■ **Testo fornito**
━━━━━━━━

Se è un embrione è stata di fatto operata una clonazione.
Con tutti i limiti fisiologici e soprattutto etici che essa comporta. Dal punto di vista biologico, le clonazioni di animali (per es la pecora Dolly) che finora sono state tentate hanno dato vita con estrema difficoltà a soggetti con vita breve e salute pessima. Dal punto di vista etico, la clonazione non rispetta la dignità dell’essere umano, strumentalizza una persona. Sappiamo bene, purtroppo, che in questa nostra società pervasa dal nichilismo, dal relativismo e dalla cultura della morte, ormai da tempo i grandi, i forti, si arrogano il “diritto” di abusare e sopprimere i piccoli e i deboli, basti pensare all’aborto, alla fecondazione artificiale e all’utero in affitto.
Seconda considerazione. Al momento non è chiaro cosa in realtà sia stato ottenuto da questi creatori di “quasi embrioni”. Ma Jones aggiunge che dovremmo essere molto scettici nei confronti delle affermazioni secondo cui questo tipo di ricerca aiuterà a comprendere o curare le malattie genetiche. Affermazioni simili vengono fatte ogni volta che uno scienziato vuole spingersi oltre i confini etici comunemente accettati. Ma dovremmo ricordare che tali promesse non sono state mai mantenute: per esempio quella di salvare 150 vite ogni anno consentendo la fecondazione in vitro con tre genitori biologici; per esempio quella che gli embrioni ibridi animale-umano sarebbero stati la presunta porta di accesso alle cure per ogni malattia, dal Parkinson all’Alzheimer. Tutte promesse crudeli e vuote, dice Jones, montature, false speranze. Poi, una volta “legalizzata” la procedura eticamente discutibile, quel tipo di ricerca è stato rapidamente abbandonato. «Più grandi e generali sono le affermazioni, più dovremmo essere scettici».
Un embrione sintetico non è un “modello” di un embrione, è un tentativo di creare un embrione. Se questo tentativo avrà avuto successo scientificamente, allora sarà eticamente sbagliato. Se non avrà avuto successo scientificamente, allora non servirà a granché. Finora non sono riusciti nemmeno nei topi a far sviluppare fino alla nascita “embrioni sintetici”. Quindi probabilmente non si tratta di embrioni, ma di grumi di cellule poco interessanti. D’altra parte, se ci fosse qualche dubbio sulla reale essenza dell’oggetto creato dai ricercatori, per il principio di precauzione le ricerche dovrebbero essere immediatamente fermate.

━━━━━━━━

■ **Voci fornite**
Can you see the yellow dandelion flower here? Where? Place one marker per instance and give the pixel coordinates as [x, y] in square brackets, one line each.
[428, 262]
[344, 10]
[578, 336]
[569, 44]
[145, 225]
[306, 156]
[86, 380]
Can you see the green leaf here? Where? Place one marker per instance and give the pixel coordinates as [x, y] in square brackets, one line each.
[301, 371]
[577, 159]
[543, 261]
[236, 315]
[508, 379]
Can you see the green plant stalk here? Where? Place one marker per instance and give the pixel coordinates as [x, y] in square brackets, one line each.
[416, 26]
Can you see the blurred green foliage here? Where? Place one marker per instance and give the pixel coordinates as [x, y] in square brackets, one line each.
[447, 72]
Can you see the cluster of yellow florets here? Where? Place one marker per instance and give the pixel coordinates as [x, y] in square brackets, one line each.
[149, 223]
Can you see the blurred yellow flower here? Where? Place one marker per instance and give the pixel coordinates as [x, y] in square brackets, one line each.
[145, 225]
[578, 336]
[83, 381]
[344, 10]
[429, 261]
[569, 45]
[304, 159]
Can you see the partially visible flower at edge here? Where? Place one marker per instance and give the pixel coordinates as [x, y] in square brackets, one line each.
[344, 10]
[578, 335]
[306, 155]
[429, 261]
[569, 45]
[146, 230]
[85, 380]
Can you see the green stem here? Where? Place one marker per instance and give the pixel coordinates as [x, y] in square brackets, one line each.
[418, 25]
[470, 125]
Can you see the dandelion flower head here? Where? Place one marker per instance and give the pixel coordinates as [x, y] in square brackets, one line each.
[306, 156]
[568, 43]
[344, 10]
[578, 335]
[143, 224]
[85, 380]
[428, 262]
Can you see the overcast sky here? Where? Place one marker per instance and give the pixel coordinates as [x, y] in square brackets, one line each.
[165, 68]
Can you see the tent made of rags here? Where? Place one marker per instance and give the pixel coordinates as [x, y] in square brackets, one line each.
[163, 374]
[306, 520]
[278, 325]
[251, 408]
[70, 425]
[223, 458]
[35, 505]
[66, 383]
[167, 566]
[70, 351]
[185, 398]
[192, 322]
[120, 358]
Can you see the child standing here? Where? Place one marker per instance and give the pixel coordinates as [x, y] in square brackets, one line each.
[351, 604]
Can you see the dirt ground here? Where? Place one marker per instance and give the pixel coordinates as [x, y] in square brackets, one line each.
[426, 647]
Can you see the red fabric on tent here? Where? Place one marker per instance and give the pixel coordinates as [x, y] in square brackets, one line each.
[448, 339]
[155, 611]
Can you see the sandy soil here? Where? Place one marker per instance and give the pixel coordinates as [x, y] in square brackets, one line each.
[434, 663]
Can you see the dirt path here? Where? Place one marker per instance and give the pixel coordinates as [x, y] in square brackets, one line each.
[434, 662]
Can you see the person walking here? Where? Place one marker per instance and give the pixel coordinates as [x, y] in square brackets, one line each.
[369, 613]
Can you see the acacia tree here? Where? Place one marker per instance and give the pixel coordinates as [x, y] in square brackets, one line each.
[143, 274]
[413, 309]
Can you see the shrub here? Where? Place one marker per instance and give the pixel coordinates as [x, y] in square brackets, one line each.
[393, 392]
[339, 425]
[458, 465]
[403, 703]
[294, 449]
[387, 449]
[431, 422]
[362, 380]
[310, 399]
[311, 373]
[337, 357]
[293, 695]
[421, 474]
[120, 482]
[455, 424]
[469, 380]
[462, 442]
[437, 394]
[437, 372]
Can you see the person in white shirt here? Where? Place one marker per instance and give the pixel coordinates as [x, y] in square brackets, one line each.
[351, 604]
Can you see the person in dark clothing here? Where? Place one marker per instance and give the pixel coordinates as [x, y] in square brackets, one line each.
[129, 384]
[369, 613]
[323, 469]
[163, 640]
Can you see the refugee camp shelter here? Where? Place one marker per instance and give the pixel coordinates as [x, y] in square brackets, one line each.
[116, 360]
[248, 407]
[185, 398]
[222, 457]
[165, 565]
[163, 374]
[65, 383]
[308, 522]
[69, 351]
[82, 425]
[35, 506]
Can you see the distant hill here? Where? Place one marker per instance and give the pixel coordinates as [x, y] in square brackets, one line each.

━━━━━━━━

■ **Compito da svolgere**
Riporti parola per parola il brano del testo sugli embrioni sintetici che va da "Un embrione sintetico" fino a "essere immediatamente fermate." incluso.

■ **Compito svolto**
Un embrione sintetico non è un “modello” di un embrione, è un tentativo di creare un embrione. Se questo tentativo avrà avuto successo scientificamente, allora sarà eticamente sbagliato. Se non avrà avuto successo scientificamente, allora non servirà a granché. Finora non sono riusciti nemmeno nei topi a far sviluppare fino alla nascita “embrioni sintetici”. Quindi probabilmente non si tratta di embrioni, ma di grumi di cellule poco interessanti. D’altra parte, se ci fosse qualche dubbio sulla reale essenza dell’oggetto creato dai ricercatori, per il principio di precauzione le ricerche dovrebbero essere immediatamente fermate.